** BEGIN Given information **
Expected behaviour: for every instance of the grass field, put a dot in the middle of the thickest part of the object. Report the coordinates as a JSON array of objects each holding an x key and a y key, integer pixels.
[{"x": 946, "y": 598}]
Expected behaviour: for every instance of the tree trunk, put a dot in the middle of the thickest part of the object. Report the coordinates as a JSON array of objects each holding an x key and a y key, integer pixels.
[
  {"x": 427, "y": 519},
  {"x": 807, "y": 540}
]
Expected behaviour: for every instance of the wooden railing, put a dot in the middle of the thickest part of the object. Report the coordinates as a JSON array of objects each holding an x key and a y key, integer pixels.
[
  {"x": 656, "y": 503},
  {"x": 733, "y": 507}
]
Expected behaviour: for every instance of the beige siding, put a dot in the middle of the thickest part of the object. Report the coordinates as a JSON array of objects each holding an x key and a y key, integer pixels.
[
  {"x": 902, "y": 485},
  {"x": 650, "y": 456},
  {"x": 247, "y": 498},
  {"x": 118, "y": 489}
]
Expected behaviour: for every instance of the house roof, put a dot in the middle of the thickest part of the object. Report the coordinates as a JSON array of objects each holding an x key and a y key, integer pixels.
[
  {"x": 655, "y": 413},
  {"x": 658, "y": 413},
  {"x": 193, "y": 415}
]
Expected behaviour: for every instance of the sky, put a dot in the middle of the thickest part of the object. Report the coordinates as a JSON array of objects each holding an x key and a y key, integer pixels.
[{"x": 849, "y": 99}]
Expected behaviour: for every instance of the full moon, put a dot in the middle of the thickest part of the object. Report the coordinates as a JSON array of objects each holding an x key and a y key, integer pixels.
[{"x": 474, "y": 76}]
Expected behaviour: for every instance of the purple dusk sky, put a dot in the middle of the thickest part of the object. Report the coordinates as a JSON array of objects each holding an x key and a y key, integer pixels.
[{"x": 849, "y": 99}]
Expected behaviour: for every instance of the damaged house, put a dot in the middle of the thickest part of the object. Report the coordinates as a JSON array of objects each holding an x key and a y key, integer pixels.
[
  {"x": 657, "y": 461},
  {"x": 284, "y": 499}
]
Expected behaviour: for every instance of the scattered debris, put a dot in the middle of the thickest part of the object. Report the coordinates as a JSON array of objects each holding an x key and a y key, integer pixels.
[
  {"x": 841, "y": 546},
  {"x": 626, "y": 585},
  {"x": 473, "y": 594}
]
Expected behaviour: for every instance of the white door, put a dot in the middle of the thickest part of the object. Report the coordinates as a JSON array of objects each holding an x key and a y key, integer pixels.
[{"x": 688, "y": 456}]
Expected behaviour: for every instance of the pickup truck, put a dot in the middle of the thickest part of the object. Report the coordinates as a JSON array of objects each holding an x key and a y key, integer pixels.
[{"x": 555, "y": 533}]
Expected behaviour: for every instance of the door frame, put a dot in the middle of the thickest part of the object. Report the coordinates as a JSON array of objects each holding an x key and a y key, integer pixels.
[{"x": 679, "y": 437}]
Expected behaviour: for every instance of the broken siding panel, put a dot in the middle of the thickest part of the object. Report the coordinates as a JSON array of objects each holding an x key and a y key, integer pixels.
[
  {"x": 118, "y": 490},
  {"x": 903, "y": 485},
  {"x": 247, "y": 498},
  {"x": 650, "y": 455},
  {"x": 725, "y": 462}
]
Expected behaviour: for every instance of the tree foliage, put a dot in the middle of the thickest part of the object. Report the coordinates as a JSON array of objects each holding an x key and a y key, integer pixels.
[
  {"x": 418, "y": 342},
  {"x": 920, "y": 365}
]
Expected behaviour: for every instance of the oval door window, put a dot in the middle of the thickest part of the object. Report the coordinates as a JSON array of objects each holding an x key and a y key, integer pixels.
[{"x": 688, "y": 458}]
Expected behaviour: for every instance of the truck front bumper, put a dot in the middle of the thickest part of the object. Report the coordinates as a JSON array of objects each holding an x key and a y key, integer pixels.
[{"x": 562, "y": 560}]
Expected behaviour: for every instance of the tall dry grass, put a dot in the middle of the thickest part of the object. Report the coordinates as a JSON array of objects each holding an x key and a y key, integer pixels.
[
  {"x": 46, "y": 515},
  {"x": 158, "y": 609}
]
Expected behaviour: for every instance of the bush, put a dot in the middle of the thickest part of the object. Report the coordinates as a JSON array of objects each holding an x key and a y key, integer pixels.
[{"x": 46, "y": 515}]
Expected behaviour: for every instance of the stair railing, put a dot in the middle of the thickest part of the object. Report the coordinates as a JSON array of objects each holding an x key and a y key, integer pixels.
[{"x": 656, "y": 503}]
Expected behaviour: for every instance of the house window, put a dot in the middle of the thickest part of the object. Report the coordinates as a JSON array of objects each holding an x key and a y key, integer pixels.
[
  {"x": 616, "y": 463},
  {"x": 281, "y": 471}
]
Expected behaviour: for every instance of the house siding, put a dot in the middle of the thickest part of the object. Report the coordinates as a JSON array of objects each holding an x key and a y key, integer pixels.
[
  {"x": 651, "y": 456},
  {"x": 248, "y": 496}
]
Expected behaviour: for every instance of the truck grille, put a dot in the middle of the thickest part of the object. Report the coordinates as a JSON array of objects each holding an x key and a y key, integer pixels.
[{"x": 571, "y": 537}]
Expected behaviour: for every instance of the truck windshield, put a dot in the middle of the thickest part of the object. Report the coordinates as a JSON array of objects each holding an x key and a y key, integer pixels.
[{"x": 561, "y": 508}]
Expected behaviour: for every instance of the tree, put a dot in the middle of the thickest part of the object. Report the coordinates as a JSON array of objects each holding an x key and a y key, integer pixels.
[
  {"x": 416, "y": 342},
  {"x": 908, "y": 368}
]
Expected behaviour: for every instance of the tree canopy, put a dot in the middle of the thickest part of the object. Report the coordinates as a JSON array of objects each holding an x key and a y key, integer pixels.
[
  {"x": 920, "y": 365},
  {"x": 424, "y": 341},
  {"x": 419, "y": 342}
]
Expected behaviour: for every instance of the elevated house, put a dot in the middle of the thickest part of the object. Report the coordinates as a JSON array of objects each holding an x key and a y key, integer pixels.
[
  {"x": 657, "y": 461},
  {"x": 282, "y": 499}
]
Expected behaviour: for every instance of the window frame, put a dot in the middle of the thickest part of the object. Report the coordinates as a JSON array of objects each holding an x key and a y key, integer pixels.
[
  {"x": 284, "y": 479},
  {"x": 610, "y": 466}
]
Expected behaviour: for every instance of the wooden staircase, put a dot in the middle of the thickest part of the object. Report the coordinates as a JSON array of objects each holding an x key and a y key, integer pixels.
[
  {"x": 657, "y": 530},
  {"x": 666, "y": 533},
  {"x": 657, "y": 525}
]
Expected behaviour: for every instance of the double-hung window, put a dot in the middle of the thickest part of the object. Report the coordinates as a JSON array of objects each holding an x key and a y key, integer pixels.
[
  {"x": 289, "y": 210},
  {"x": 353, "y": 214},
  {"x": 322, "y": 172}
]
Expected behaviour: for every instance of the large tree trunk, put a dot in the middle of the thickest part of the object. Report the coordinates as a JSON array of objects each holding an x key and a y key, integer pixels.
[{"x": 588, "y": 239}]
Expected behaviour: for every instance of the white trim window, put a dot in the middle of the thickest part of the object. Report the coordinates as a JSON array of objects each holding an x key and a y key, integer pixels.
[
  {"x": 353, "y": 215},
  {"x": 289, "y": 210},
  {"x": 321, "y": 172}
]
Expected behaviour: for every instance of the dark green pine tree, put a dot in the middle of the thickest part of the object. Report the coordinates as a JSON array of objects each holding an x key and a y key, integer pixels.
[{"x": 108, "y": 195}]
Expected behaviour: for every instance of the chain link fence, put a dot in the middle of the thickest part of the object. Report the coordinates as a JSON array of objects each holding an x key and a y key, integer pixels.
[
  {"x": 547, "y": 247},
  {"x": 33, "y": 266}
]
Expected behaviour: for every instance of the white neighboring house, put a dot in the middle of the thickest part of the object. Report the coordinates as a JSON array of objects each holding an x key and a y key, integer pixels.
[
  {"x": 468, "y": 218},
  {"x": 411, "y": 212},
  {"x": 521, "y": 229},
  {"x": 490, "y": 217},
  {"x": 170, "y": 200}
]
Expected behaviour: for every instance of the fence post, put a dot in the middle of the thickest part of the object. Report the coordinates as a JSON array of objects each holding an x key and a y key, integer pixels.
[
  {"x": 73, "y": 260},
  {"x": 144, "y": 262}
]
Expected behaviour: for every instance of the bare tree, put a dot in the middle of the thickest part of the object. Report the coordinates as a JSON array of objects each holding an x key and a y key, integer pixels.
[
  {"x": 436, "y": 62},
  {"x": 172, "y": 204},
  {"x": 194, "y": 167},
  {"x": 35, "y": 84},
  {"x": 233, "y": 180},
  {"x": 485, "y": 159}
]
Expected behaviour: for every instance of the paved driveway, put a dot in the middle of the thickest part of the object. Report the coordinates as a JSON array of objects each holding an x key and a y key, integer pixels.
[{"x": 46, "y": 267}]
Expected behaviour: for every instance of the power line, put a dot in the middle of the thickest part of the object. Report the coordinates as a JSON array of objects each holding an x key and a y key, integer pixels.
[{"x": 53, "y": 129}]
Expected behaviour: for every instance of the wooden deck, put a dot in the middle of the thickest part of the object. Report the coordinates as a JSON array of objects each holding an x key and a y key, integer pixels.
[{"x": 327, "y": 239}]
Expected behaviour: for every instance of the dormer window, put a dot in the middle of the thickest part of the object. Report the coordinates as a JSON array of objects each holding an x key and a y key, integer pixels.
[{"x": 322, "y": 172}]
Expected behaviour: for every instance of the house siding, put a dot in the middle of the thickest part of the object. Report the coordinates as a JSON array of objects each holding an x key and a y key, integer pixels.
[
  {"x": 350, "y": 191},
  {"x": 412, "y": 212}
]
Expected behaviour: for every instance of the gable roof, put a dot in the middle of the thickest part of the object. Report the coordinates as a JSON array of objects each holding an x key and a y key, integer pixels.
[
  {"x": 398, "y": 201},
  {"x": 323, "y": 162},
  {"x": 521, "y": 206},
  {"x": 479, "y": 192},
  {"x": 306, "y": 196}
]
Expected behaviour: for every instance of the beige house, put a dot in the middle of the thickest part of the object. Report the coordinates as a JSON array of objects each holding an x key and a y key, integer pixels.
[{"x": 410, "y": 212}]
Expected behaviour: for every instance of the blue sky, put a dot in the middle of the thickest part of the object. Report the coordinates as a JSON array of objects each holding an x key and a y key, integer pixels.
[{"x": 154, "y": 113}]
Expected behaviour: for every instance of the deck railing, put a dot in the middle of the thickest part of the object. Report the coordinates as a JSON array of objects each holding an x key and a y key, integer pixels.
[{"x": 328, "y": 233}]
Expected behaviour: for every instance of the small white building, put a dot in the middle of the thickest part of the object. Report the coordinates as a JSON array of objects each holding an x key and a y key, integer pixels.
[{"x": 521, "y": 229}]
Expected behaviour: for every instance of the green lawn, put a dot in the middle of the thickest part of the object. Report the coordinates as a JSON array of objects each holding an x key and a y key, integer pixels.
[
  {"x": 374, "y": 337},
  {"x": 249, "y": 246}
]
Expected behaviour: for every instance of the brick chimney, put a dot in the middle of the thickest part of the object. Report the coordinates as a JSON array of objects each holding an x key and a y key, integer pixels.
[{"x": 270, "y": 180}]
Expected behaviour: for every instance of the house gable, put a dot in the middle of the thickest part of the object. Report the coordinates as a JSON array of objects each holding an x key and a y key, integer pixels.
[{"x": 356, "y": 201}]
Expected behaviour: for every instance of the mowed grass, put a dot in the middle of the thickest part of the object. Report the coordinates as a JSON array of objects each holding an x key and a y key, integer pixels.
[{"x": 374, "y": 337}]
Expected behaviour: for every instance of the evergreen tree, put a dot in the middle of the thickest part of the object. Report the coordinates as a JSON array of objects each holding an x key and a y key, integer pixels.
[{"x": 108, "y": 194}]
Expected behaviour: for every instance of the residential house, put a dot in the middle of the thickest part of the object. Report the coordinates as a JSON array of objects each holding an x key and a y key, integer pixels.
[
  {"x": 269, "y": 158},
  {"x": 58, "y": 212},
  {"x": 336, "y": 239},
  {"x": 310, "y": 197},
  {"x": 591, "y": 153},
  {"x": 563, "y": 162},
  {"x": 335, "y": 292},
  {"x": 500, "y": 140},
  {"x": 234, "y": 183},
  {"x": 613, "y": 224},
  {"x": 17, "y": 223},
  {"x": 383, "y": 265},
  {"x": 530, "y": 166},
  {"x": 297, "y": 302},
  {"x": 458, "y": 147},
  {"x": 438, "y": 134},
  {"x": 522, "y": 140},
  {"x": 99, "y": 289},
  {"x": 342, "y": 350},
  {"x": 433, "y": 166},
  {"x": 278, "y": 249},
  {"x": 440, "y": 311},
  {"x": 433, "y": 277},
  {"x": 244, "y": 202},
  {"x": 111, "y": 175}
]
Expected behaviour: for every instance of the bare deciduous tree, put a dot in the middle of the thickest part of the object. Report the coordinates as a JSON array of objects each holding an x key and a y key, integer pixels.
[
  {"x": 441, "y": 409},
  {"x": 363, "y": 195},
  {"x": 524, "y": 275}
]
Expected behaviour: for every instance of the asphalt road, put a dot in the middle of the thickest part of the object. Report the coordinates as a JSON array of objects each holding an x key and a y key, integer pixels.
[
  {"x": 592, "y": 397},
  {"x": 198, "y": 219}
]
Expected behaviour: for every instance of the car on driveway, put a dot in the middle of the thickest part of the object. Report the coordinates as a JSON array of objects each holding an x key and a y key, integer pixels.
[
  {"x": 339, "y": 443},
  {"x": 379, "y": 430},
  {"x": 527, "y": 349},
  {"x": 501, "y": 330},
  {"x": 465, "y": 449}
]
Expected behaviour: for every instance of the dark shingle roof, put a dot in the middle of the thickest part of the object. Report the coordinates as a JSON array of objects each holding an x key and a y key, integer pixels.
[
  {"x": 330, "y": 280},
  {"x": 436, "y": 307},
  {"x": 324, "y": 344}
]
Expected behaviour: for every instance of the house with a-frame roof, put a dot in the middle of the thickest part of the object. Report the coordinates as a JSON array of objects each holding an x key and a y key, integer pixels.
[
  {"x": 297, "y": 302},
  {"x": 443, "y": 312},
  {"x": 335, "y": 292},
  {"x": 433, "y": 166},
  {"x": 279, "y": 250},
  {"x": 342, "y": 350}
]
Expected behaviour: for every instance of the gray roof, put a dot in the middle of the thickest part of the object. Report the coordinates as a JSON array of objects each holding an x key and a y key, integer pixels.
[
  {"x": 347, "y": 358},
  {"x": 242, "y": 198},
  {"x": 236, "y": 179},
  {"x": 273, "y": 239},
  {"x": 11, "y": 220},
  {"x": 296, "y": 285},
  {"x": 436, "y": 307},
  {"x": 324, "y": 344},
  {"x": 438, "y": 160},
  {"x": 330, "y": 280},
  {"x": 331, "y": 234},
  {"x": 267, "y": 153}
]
** END Given information **
Task:
Copy the items from the line containing "Expected behaviour: for every instance of the house with" up to and including the last line of the items, with each item's wording unchanged. Increase every x and y coordinate in the answers by 5.

Completed task:
Expected behaviour: for every instance of the house with a-frame roof, put a dot in the middle of the thickest part of the object. Report the coordinates as a JSON array of objects each holding an x key and a y key, integer pixels.
[
  {"x": 302, "y": 307},
  {"x": 448, "y": 317},
  {"x": 340, "y": 297},
  {"x": 438, "y": 171},
  {"x": 284, "y": 255},
  {"x": 347, "y": 355}
]
Expected behaviour: for every instance of the gray roof, put a dot in the middle of the thickest part of the object. Report the coordinates as a JSON array of objects each holding an x key and a y key, integer pixels.
[
  {"x": 352, "y": 363},
  {"x": 247, "y": 203},
  {"x": 241, "y": 184},
  {"x": 278, "y": 244},
  {"x": 16, "y": 225},
  {"x": 301, "y": 290},
  {"x": 441, "y": 312},
  {"x": 329, "y": 349},
  {"x": 443, "y": 165},
  {"x": 335, "y": 285},
  {"x": 336, "y": 239},
  {"x": 272, "y": 158}
]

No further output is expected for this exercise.